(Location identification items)
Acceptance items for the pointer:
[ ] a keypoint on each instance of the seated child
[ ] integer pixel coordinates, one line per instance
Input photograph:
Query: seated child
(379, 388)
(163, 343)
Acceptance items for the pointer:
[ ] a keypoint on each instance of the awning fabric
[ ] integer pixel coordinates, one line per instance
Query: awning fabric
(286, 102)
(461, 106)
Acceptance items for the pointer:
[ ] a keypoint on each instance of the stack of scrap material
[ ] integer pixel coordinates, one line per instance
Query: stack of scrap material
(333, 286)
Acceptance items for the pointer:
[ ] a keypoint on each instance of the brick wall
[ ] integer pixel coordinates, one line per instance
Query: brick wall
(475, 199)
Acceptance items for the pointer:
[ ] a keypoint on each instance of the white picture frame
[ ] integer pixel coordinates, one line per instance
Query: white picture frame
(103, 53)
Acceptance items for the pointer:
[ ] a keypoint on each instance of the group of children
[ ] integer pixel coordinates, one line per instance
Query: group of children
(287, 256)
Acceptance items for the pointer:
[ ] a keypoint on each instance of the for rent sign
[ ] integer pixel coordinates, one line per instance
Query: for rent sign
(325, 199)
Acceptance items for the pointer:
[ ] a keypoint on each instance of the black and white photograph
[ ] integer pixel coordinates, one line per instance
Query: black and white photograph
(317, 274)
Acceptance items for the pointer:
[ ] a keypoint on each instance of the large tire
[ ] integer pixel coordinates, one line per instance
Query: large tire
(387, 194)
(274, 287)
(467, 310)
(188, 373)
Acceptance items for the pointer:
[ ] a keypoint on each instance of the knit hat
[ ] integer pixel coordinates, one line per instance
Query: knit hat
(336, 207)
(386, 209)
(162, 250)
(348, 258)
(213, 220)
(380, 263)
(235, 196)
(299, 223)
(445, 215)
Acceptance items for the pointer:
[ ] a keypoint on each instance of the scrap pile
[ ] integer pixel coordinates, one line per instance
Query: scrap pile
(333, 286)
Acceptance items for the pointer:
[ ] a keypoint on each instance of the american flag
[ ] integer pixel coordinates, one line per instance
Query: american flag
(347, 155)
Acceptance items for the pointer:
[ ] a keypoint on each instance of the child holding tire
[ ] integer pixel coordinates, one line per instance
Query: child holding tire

■ PROMPT: Restate the whole listing exactly.

■ FINISHED ANSWER:
Acceptance items for the pointer:
[ ] a keypoint on each instance of the seated child
[ ] integer pixel coordinates, one line per instance
Input photograph:
Query: seated child
(379, 388)
(163, 343)
Acceptance items for the pointer:
[ ] a keypoint on each instance of the awning fabric
[ ] integer pixel coordinates, one line per instance
Query: awning fabric
(286, 102)
(461, 106)
Acceptance items for the pointer:
[ ] a keypoint on each instance of the stack of scrap material
[ ] integer pixel coordinates, one line per instance
Query: stack of scrap material
(333, 286)
Acceptance items for the pointer:
[ ] a keypoint on each instance of the brick wall
[ ] integer pixel coordinates, one line per instance
Query: brick wall
(475, 199)
Acceptance items for the pointer:
[ ] a keypoint on each instance of the white picture frame
[ ] integer pixel coordinates, one line per instance
Query: white picture frame
(103, 53)
Acceptance items for the pointer:
[ ] a keypoint on each instance of the group of children
[ ] integer pixel coordinates, one line per instance
Query: group of children
(287, 256)
Acceptance items for the pointer:
[ ] a keypoint on each instance of the for rent sign
[ ] integer pixel coordinates, one line per instance
Query: for rent sign
(325, 199)
Acceptance items for the pointer:
[ ] a keypoint on each instance of the black and white photograph
[ ] integer pixel coordinates, one line per instance
Query: black and white photograph
(317, 274)
Acceptance items for the pointer:
[ ] a keypoint on each instance of the large tire
[ ] integer pixel coordinates, one line per instance
Query: large tire
(387, 194)
(274, 287)
(467, 310)
(188, 373)
Acceptance items for the pointer:
[ ] a keypoint on each instance of the knit hat
[ ] integer pixel coordinates, one line per instance
Query: knit hat
(336, 207)
(386, 209)
(162, 250)
(348, 258)
(213, 220)
(380, 263)
(235, 196)
(299, 223)
(445, 215)
Acceptance items for the pointer:
[ ] a keypoint on each instance of the scrap pile
[ ] integer pixel coordinates, one line per instance
Query: scrap pile
(333, 286)
Acceptance items for the pointer:
[ ] a keypoint on each instance of the american flag
[ ] integer pixel coordinates, one line per instance
Query: american flag
(347, 155)
Acceptance items for the pointer:
[ ] a keypoint on each instance of the child holding tire
[ ] integer pixel coordinates, one line per instance
Query: child holding tire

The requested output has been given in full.